## What you will do
Once you find the line that contains "the white knit", write out that line and every line after it to the end of the records, exactly and with nothing else.

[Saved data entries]
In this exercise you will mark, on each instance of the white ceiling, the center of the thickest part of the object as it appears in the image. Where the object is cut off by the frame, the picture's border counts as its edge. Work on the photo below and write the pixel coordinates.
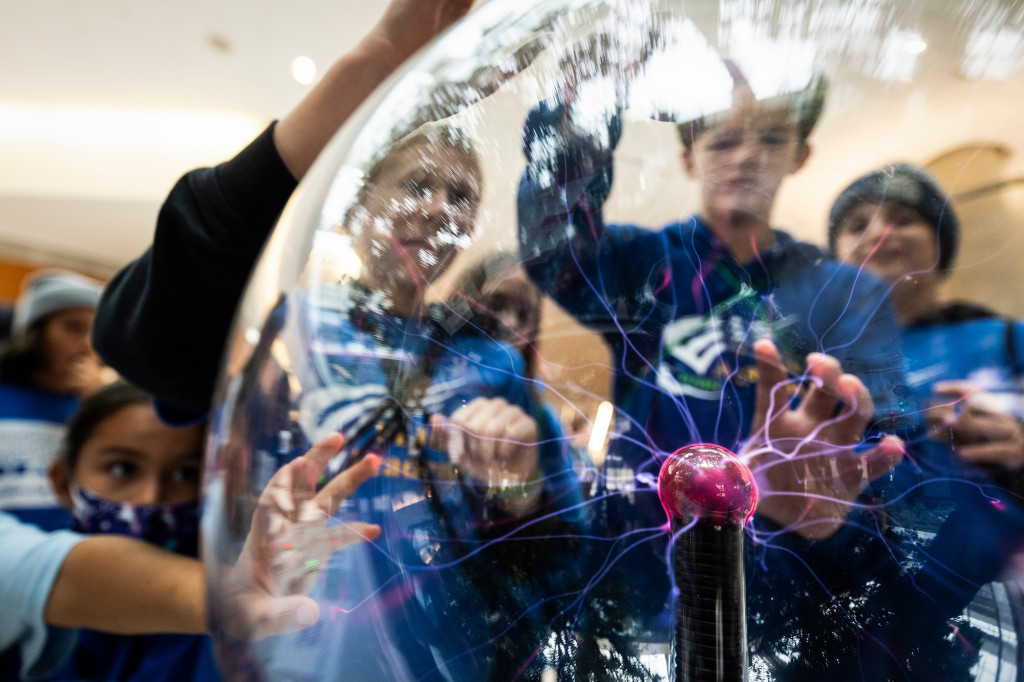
(93, 203)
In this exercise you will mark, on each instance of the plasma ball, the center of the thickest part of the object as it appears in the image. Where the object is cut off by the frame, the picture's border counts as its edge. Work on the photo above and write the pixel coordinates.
(707, 481)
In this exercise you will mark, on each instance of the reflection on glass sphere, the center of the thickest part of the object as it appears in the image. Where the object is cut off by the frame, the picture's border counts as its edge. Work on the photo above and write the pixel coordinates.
(566, 205)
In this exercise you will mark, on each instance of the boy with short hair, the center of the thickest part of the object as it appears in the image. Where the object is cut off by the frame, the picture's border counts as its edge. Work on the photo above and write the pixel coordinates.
(685, 310)
(682, 307)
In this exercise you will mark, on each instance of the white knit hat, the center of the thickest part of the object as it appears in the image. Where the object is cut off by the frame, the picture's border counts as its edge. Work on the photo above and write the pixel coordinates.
(48, 291)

## Exercise answer
In this exercise you will mark, on each instance of the white knit hat, the center of the thickest part of the object as it appears in the image. Where the object is cut off by the frame, the picture's border counts as its edge. Work on the photo above and write the pixel coordinates.
(48, 291)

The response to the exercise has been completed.